> _Extrait source_
----

Très attendue, cette 10e édition sera révélatrice de l’attractivité de Hongkong après la longue parenthèse pandémique, et face à la concurrence accrue des autres places du marché asiatique.
Hongkong. Le nombre d’exposants, 177 galeries venues de 32 pays et territoires, est en nette hausse par rapport aux éditions d’Art Basel Hong Kong (ABHK) de 2021 (109 galeries) et 2022 (130 galeries). Cependant, la foire ne retrouve pas sa taille de 2019 (242 galeries) qui s’approchait de celle d’Art Basel en Suisse (285 participants confirmés pour juin 2023). Avec ses 70 galeries, la foire satellite Art Central (The Art Assembly) comblera opportunément l’espace du 3e étage du Hong Kong Convention & Exhibition Centre (HKCEC) qu’elle occupe depuis 2021.
Les deux tiers des galeries d’ABHK (120 sur 177) sont asiatiques. Les plus gros contingents viennent de Chine (39 galeries dont 17 hongkongaises), du Japon (24) et de Corée du Sud (12). Parmi elles, 22 sont des succursales de galeries occidentales implantées en Asie, à l’instar de Perrotin qui compte désormais plus d’espaces sur le continent (Dubaï, Hongkong, Shanghaï, Séoul et Tokyo) qu’en Europe (Paris) et aux États-Unis (New York, Las Vegas et Los Angeles).
Alors que les galeries asiatiques ne représentaient que la moitié des exposants avant la pandémie, cette proportion accrue reflète la volonté du groupe MCH d’opérer une segmentation plus nette entre ses quatre foires (Bâle, Paris, Miami et Hongkong) pour qu’elles puissent se suivre sans (trop) se ressembler, tout en offrant une expérience pertinente à ses collectionneurs internationaux.

----

> _Exercice proposé A_
Retranscrivez intégralement le texte sur la foire Art Basel Hong Kong, sans y apporter la moindre modification.

----

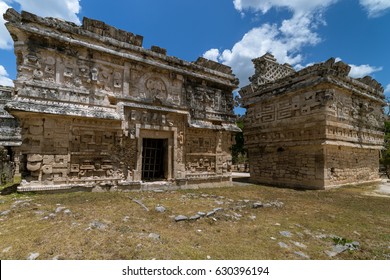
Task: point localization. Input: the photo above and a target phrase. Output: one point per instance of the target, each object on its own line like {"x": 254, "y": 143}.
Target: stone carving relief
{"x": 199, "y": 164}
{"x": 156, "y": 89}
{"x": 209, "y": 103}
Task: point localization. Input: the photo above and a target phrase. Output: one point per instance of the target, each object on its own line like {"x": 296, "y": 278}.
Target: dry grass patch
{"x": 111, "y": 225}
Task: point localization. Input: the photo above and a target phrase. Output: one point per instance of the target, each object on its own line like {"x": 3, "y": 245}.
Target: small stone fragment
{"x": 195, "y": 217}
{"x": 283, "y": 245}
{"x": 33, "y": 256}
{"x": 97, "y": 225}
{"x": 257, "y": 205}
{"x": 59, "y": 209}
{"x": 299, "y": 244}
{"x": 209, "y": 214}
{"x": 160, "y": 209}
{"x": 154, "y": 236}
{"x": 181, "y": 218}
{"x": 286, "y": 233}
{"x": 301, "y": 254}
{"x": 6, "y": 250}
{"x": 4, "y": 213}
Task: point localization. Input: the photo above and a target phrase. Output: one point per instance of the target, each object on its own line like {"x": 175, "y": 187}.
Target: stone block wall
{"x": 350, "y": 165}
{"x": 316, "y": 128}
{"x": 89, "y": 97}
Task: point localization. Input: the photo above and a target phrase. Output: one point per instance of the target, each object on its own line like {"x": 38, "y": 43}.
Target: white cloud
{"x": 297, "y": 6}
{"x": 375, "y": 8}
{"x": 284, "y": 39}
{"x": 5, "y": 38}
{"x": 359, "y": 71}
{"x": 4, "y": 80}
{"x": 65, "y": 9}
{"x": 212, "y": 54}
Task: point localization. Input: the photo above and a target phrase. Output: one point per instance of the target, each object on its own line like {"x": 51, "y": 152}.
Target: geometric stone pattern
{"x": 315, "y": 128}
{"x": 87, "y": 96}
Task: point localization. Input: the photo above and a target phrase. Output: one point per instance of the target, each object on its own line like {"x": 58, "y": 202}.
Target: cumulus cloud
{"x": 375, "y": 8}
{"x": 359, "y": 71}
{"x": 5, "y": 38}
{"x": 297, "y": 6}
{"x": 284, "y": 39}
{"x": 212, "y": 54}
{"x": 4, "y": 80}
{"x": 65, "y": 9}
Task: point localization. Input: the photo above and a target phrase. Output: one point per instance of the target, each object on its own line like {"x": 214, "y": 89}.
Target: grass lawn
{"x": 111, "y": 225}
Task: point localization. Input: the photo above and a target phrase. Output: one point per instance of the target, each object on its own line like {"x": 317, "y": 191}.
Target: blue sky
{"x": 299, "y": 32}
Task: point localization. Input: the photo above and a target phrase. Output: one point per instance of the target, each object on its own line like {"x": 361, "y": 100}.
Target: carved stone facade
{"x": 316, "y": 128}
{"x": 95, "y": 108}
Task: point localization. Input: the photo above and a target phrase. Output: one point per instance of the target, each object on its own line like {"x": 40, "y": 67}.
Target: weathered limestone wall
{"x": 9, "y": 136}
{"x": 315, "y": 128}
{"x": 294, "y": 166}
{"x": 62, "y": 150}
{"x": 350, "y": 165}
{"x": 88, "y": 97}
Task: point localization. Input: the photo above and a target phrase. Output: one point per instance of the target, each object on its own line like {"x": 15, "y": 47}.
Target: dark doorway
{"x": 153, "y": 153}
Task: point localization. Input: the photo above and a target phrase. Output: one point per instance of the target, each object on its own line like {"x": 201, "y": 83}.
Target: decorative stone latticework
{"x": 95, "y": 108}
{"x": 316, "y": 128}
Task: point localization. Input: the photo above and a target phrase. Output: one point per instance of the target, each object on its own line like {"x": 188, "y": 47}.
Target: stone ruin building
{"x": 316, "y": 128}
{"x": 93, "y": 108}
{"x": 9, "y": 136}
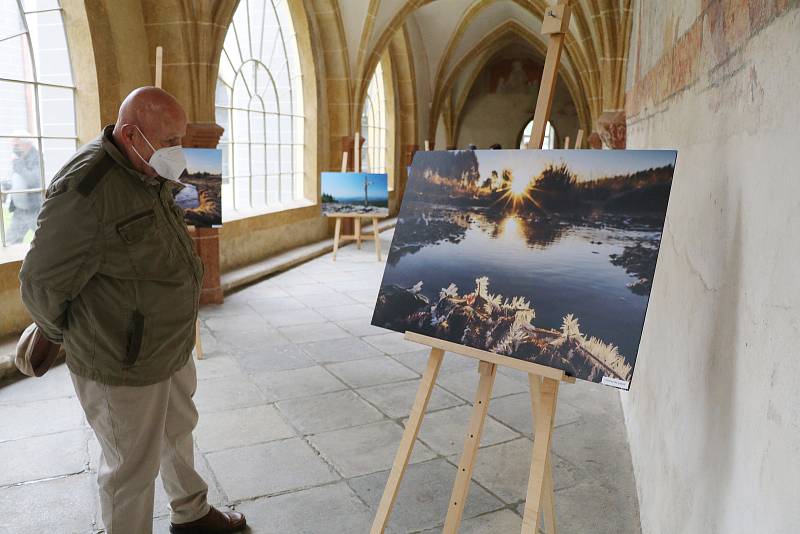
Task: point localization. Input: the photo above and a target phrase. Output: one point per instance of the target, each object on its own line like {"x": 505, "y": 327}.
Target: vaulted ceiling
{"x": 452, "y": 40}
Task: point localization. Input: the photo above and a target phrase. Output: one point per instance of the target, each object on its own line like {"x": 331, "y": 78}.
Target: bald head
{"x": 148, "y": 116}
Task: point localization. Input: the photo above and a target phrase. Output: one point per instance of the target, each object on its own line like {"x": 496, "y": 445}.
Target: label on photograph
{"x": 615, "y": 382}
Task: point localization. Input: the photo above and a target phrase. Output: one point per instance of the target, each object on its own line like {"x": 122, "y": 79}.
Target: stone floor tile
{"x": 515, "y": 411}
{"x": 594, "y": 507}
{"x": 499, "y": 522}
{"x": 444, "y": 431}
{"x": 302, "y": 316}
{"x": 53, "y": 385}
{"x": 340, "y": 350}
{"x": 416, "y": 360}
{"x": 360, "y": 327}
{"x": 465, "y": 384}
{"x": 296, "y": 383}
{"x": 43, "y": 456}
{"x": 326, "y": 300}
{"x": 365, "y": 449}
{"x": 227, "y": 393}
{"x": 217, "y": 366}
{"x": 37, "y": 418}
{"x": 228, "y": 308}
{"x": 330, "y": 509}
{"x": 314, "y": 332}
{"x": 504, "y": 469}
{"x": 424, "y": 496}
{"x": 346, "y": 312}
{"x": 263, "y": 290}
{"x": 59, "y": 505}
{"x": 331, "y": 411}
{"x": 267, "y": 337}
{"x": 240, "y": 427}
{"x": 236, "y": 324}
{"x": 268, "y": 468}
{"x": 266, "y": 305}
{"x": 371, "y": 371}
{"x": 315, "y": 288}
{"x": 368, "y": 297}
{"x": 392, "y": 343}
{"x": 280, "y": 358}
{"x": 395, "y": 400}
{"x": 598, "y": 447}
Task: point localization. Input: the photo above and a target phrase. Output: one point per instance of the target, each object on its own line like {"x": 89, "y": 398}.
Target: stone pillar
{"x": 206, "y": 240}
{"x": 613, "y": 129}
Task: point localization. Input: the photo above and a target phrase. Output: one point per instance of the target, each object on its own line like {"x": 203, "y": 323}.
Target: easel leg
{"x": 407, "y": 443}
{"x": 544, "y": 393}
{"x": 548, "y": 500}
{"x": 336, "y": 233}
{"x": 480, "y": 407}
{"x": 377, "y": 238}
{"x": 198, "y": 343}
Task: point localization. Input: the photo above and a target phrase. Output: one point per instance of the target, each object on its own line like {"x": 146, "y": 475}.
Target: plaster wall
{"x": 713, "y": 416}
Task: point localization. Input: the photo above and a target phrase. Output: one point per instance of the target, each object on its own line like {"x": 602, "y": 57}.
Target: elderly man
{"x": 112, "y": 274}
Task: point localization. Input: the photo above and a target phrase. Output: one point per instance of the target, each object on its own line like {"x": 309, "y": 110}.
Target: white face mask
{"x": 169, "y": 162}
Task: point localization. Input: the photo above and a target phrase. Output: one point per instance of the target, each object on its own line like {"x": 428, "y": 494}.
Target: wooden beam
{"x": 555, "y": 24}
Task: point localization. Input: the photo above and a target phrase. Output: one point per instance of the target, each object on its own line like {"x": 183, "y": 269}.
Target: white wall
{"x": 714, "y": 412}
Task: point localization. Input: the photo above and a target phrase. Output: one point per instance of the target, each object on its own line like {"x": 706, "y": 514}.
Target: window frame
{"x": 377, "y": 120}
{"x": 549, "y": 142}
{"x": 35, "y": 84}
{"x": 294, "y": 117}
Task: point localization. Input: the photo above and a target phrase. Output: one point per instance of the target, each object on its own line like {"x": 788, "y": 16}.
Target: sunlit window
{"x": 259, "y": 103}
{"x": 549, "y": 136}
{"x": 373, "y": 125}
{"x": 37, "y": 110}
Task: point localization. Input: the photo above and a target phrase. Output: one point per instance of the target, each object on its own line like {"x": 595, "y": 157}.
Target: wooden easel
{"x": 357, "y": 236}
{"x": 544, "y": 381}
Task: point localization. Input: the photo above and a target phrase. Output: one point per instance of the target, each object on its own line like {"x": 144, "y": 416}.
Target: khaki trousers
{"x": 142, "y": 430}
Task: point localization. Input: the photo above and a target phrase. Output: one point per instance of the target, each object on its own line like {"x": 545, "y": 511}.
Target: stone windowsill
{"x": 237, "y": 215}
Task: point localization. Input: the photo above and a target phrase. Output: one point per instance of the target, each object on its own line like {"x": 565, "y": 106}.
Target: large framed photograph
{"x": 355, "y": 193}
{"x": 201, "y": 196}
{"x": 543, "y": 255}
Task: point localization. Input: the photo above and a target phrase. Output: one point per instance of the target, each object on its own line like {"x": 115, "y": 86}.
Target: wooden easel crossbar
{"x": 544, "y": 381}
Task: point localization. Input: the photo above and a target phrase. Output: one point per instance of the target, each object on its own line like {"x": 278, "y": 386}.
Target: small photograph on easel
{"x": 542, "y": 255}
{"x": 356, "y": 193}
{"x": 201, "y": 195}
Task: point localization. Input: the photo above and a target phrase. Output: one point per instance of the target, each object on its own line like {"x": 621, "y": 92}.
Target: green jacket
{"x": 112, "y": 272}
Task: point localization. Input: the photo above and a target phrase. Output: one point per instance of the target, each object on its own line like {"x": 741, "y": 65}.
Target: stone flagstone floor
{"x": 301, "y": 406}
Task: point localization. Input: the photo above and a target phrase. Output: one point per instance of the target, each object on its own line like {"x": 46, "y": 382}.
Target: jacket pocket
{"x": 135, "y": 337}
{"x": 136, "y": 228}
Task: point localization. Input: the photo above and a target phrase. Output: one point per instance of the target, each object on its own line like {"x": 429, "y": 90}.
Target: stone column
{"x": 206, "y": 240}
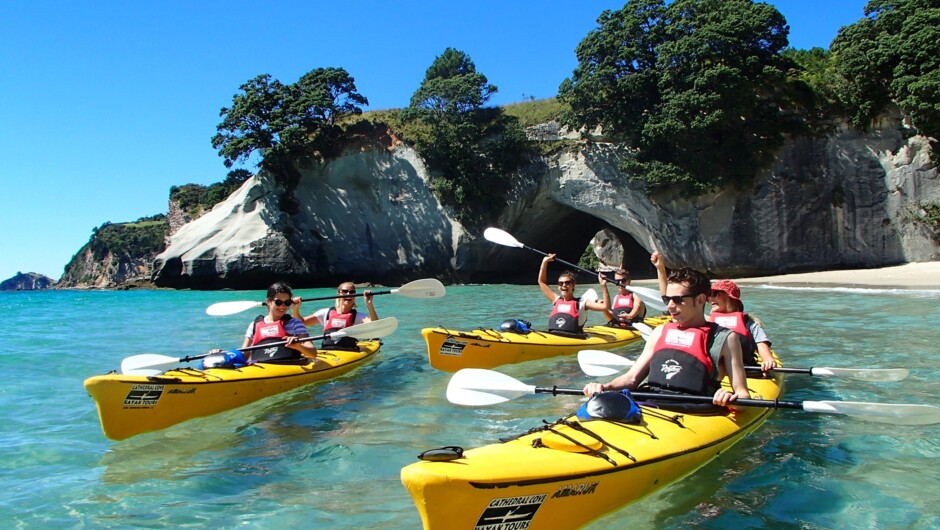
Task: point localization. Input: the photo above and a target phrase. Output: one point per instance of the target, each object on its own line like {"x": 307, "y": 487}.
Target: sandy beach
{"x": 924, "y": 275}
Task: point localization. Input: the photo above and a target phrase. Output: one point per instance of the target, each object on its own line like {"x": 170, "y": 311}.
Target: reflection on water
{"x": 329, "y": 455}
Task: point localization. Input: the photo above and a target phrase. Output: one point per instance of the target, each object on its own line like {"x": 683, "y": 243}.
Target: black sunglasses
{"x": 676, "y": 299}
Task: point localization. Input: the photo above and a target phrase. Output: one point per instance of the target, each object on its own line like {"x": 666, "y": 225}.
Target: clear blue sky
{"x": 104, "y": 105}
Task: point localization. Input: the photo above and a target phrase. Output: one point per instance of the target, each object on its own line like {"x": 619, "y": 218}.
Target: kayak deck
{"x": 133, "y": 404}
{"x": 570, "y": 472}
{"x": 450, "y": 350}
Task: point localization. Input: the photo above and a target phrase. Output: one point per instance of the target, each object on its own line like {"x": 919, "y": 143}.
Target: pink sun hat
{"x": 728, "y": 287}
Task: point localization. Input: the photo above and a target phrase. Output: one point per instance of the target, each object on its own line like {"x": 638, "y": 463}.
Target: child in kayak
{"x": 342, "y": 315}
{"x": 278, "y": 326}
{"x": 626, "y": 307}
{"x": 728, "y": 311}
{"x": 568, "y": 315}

----

> _Exercice proposé B_
Dressez la liste de toutes les lignes des entrées qui contiennent le mot « cloud », en tenant compte de la casse.

> _Corrigé détaillé A_
Très attendue, cette 10e édition sera révélatrice de l’attractivité de Hongkong après la longue parenthèse pandémique, et face à la concurrence accrue des autres places du marché asiatique.
Hongkong. Le nombre d’exposants, 177 galeries venues de 32 pays et territoires, est en nette hausse par rapport aux éditions d’Art Basel Hong Kong (ABHK) de 2021 (109 galeries) et 2022 (130 galeries). Cependant, la foire ne retrouve pas sa taille de 2019 (242 galeries) qui s’approchait de celle d’Art Basel en Suisse (285 participants confirmés pour juin 2023). Avec ses 70 galeries, la foire satellite Art Central (The Art Assembly) comblera opportunément l’espace du 3e étage du Hong Kong Convention & Exhibition Centre (HKCEC) qu’elle occupe depuis 2021.
Les deux tiers des galeries d’ABHK (120 sur 177) sont asiatiques. Les plus gros contingents viennent de Chine (39 galeries dont 17 hongkongaises), du Japon (24) et de Corée du Sud (12). Parmi elles, 22 sont des succursales de galeries occidentales implantées en Asie, à l’instar de Perrotin qui compte désormais plus d’espaces sur le continent (Dubaï, Hongkong, Shanghaï, Séoul et Tokyo) qu’en Europe (Paris) et aux États-Unis (New York, Las Vegas et Los Angeles).
Alors que les galeries asiatiques ne représentaient que la moitié des exposants avant la pandémie, cette proportion accrue reflète la volonté du groupe MCH d’opérer une segmentation plus nette entre ses quatre foires (Bâle, Paris, Miami et Hongkong) pour qu’elles puissent se suivre sans (trop) se ressembler, tout en offrant une expérience pertinente à ses collectionneurs internationaux.

> _Corrigé détaillé B_
Target: white cloud
Target: cumulus cloud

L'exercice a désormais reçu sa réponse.